YOUR TASK - Your response should contain exactly the lines running from the one with "Target: white wristband" to the end of the data below, both included, and no pictures.

Segment Start: DATASET RECORDS

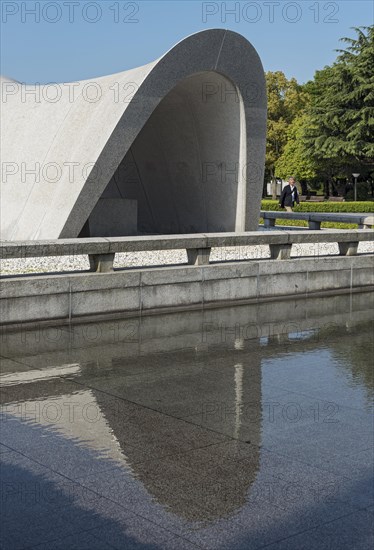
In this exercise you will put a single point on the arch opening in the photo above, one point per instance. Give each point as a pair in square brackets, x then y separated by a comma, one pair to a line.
[182, 173]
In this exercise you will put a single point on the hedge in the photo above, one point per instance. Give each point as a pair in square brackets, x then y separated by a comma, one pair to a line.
[359, 206]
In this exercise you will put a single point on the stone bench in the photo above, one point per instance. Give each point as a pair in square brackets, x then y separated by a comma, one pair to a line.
[314, 219]
[101, 251]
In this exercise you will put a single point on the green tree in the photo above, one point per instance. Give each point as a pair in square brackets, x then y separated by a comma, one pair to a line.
[286, 100]
[338, 133]
[295, 159]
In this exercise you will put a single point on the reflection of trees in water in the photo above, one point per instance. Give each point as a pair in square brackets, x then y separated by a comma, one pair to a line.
[354, 351]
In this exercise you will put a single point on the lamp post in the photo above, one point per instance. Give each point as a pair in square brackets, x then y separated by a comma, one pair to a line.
[355, 192]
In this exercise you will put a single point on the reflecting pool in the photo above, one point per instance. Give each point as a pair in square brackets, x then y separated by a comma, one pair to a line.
[233, 428]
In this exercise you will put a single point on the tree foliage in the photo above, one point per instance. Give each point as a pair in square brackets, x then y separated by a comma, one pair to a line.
[341, 122]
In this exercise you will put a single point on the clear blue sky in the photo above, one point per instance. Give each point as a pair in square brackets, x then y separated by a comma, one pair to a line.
[73, 42]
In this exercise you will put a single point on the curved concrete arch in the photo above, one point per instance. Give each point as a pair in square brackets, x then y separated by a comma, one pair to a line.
[82, 143]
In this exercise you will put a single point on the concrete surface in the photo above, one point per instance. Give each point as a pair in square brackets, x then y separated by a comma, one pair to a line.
[184, 136]
[202, 430]
[74, 296]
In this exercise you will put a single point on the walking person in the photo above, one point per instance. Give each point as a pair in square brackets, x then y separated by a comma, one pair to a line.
[289, 196]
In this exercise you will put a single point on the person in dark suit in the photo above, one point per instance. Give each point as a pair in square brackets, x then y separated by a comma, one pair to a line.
[289, 196]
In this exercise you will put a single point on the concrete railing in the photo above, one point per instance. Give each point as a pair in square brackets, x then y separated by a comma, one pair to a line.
[101, 251]
[314, 219]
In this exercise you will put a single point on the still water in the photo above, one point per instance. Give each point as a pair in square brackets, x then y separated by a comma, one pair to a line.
[242, 427]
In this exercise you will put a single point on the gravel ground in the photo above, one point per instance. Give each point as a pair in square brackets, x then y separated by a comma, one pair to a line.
[169, 257]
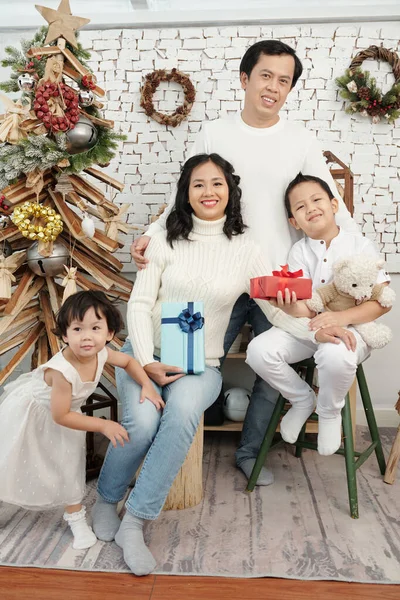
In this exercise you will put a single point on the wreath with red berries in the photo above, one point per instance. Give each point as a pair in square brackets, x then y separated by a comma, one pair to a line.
[69, 105]
[152, 82]
[362, 92]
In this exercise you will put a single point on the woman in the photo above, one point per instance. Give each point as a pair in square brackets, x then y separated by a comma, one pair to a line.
[204, 255]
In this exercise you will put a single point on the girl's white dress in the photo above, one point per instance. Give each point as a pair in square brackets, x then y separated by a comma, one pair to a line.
[42, 464]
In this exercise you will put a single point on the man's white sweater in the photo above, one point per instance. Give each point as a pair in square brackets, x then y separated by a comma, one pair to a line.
[266, 159]
[209, 268]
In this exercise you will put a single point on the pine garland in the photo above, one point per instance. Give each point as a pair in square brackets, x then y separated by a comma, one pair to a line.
[42, 152]
[34, 152]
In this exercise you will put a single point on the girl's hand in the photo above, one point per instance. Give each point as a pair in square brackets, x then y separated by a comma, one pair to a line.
[149, 393]
[158, 373]
[330, 319]
[115, 433]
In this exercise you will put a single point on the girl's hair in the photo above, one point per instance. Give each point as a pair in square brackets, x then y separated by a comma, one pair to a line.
[179, 222]
[77, 305]
[300, 178]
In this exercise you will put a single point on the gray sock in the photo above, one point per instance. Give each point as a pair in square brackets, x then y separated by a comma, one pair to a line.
[265, 477]
[105, 520]
[130, 538]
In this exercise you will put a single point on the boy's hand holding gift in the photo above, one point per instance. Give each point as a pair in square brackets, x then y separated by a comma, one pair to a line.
[283, 289]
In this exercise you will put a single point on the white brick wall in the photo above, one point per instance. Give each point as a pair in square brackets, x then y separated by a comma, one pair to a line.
[150, 160]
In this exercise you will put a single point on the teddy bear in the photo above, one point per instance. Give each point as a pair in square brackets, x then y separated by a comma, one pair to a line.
[354, 282]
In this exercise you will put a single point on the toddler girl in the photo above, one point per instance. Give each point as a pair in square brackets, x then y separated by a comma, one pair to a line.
[42, 429]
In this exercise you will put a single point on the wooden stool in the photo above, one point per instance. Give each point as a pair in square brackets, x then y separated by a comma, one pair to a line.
[353, 459]
[96, 402]
[187, 489]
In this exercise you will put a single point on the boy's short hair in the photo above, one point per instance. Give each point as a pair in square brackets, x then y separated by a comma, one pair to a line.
[77, 305]
[271, 48]
[300, 178]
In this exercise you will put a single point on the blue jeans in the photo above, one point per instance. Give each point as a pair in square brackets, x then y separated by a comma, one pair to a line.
[163, 437]
[263, 396]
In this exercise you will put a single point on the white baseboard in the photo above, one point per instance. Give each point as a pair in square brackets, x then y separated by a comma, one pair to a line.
[385, 417]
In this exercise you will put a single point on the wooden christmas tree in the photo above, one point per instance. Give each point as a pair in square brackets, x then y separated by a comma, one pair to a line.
[50, 141]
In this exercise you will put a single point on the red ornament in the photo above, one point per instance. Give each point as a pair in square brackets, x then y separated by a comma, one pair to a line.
[88, 81]
[42, 110]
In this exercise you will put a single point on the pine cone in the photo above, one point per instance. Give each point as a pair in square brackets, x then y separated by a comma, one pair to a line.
[363, 93]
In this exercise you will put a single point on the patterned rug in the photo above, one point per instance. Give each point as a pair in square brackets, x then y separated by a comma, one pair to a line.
[297, 528]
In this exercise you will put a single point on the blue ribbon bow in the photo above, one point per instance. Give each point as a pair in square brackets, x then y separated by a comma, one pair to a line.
[189, 322]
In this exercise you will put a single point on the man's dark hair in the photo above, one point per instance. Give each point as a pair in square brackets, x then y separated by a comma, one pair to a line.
[269, 47]
[77, 305]
[300, 178]
[179, 222]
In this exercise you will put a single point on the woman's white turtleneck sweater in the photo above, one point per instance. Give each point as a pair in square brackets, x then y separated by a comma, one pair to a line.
[209, 268]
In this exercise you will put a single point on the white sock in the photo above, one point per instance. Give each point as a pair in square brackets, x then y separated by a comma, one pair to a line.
[130, 538]
[295, 418]
[82, 532]
[329, 434]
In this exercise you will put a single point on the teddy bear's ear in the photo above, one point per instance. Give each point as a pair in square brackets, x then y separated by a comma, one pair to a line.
[340, 264]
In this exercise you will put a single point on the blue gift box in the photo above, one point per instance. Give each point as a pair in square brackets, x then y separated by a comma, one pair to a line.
[182, 336]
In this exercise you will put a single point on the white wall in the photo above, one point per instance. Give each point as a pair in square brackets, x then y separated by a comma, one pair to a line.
[149, 161]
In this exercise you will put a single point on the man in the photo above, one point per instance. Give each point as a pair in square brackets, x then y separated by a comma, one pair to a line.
[267, 152]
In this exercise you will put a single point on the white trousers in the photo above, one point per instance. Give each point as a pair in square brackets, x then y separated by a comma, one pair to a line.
[271, 353]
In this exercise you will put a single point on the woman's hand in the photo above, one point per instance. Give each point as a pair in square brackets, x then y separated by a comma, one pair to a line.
[158, 372]
[339, 318]
[149, 393]
[115, 432]
[138, 248]
[335, 335]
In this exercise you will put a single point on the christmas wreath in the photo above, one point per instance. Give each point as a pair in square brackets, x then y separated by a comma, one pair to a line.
[362, 92]
[152, 82]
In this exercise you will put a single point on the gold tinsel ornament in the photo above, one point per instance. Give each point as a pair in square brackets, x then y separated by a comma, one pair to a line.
[28, 218]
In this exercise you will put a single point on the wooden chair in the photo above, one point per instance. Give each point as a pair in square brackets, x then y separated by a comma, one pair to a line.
[353, 459]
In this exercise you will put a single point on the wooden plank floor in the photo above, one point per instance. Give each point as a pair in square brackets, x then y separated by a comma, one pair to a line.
[53, 584]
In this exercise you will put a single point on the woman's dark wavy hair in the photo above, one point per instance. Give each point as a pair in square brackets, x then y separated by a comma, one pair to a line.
[77, 305]
[179, 222]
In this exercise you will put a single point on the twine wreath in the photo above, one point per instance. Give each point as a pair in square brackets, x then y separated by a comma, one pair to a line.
[29, 218]
[152, 82]
[362, 92]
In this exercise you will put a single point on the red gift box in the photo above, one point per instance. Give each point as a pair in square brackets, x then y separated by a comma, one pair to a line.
[268, 286]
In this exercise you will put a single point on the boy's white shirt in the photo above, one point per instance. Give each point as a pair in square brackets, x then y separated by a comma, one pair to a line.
[316, 260]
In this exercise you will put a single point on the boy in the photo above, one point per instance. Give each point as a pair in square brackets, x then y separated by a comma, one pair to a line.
[311, 208]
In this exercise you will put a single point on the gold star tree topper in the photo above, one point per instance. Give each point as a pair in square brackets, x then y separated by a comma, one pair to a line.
[61, 22]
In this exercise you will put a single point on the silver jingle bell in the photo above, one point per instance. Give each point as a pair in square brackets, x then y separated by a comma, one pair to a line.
[26, 82]
[82, 137]
[5, 248]
[47, 266]
[86, 98]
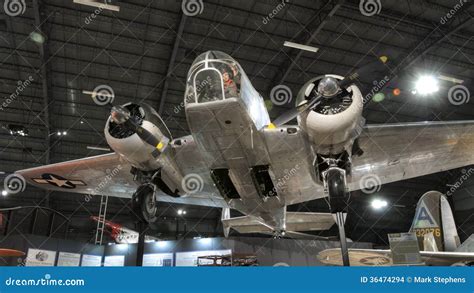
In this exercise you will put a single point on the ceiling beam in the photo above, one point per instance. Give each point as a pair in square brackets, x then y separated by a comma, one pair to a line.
[45, 81]
[306, 36]
[170, 69]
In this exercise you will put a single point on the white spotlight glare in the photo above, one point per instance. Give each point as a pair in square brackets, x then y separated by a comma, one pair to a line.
[426, 85]
[378, 204]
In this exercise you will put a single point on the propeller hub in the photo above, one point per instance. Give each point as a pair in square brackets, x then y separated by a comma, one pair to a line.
[119, 114]
[328, 87]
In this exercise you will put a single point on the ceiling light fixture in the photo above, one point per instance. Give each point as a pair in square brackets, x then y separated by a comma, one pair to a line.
[378, 204]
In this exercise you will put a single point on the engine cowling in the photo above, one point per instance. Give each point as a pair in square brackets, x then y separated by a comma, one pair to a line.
[129, 145]
[332, 123]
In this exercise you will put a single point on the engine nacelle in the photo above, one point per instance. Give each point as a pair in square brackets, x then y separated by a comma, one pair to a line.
[331, 124]
[129, 145]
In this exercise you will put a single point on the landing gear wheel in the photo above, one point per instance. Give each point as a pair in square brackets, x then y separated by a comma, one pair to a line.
[144, 203]
[336, 184]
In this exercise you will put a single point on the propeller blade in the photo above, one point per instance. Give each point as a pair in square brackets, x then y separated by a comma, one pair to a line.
[293, 113]
[378, 65]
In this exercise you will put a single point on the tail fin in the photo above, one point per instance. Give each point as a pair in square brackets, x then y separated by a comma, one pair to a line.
[434, 215]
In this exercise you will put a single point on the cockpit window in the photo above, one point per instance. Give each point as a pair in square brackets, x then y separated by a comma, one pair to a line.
[208, 85]
[213, 76]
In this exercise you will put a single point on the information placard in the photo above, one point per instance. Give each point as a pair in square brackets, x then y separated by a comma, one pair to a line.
[91, 260]
[114, 261]
[190, 259]
[40, 258]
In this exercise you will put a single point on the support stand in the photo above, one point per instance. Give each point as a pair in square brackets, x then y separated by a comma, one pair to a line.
[340, 219]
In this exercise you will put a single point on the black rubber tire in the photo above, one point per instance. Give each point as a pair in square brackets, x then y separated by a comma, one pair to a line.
[144, 203]
[337, 190]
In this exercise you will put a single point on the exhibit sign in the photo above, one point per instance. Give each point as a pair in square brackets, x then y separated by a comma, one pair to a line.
[190, 259]
[40, 258]
[91, 260]
[114, 261]
[68, 259]
[158, 260]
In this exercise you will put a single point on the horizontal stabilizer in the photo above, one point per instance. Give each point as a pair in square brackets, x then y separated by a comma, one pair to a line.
[295, 221]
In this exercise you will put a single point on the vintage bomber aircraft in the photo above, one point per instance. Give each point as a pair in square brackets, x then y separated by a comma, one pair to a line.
[235, 158]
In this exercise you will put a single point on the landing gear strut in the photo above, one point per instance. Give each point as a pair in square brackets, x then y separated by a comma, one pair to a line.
[335, 187]
[144, 203]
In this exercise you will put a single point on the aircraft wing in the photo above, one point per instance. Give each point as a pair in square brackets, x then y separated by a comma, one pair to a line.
[379, 257]
[394, 152]
[107, 174]
[295, 221]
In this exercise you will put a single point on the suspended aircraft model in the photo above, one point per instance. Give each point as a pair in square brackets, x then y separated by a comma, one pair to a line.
[236, 158]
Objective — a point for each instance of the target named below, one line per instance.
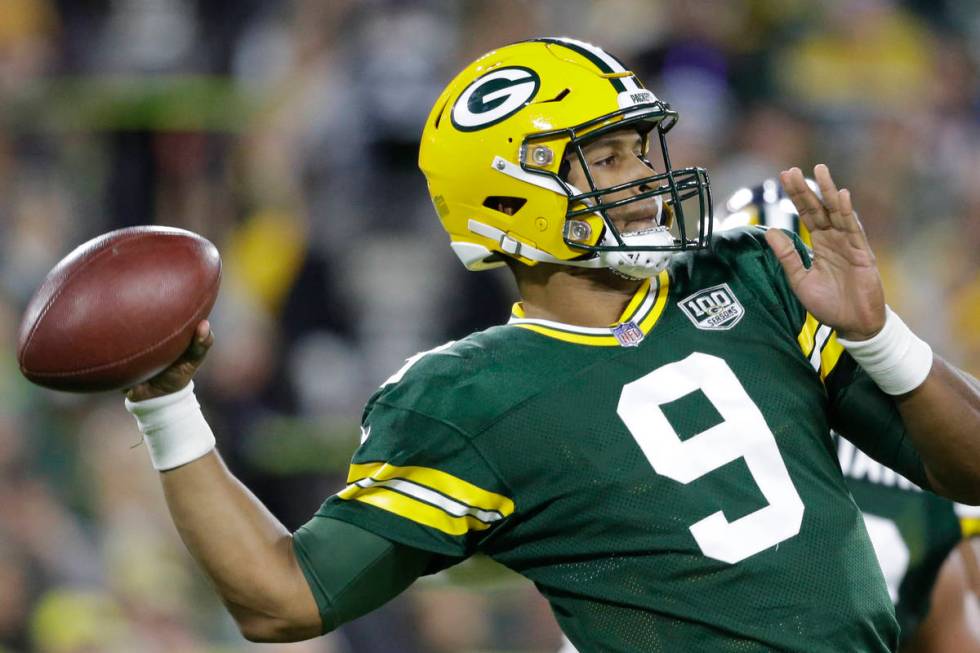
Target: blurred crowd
(287, 133)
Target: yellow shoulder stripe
(970, 526)
(426, 496)
(414, 510)
(819, 345)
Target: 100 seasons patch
(713, 309)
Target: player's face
(617, 158)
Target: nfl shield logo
(628, 334)
(713, 309)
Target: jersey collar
(634, 324)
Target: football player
(914, 533)
(647, 438)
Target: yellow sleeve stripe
(414, 510)
(443, 483)
(819, 345)
(970, 526)
(807, 334)
(427, 496)
(830, 355)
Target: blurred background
(286, 133)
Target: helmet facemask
(643, 253)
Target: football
(118, 309)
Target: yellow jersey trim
(426, 496)
(970, 526)
(818, 343)
(644, 310)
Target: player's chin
(629, 227)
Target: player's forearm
(942, 417)
(243, 548)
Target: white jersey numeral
(890, 549)
(743, 433)
(412, 360)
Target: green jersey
(669, 483)
(912, 531)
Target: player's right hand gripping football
(180, 373)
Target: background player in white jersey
(665, 477)
(926, 545)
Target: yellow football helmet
(767, 205)
(494, 154)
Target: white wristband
(173, 428)
(895, 358)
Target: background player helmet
(493, 152)
(767, 205)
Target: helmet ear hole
(504, 204)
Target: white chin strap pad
(641, 265)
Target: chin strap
(633, 265)
(515, 247)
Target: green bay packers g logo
(495, 96)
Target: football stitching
(47, 307)
(94, 368)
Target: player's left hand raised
(842, 288)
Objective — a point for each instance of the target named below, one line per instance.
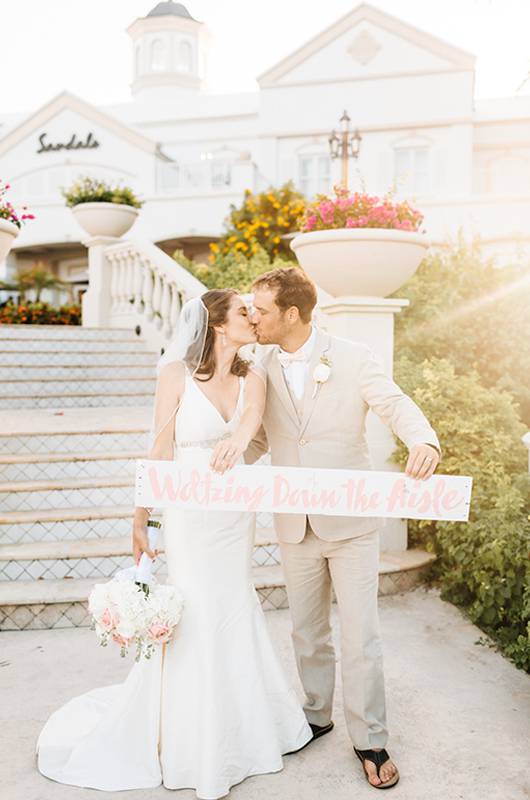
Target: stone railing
(134, 283)
(526, 441)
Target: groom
(323, 425)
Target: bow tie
(289, 358)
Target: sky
(81, 45)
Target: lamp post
(345, 145)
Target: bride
(212, 706)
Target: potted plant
(10, 221)
(357, 244)
(102, 209)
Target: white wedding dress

Segment End: DATASET RECORDS

SOLUTION TO THIS PROBLEM -
Target: white wristband
(173, 428)
(895, 358)
Target: background player helmet
(493, 152)
(767, 205)
Target: helmet ear hole
(504, 204)
Target: white chin strap pad
(641, 265)
Target: chin strap
(633, 265)
(515, 247)
Target: green bay packers g logo
(495, 96)
Target: football stitching
(47, 307)
(94, 368)
Target: player's left hand raised
(842, 288)
Objective — a point for each instance of the target named below, one line per instance.
Target: stone railing
(134, 283)
(526, 441)
Target: groom
(323, 425)
Target: bow tie
(289, 358)
Target: sky
(81, 45)
Target: lamp post
(345, 145)
Target: bride
(212, 706)
Target: potted plant
(10, 221)
(357, 244)
(102, 209)
Target: white wedding dress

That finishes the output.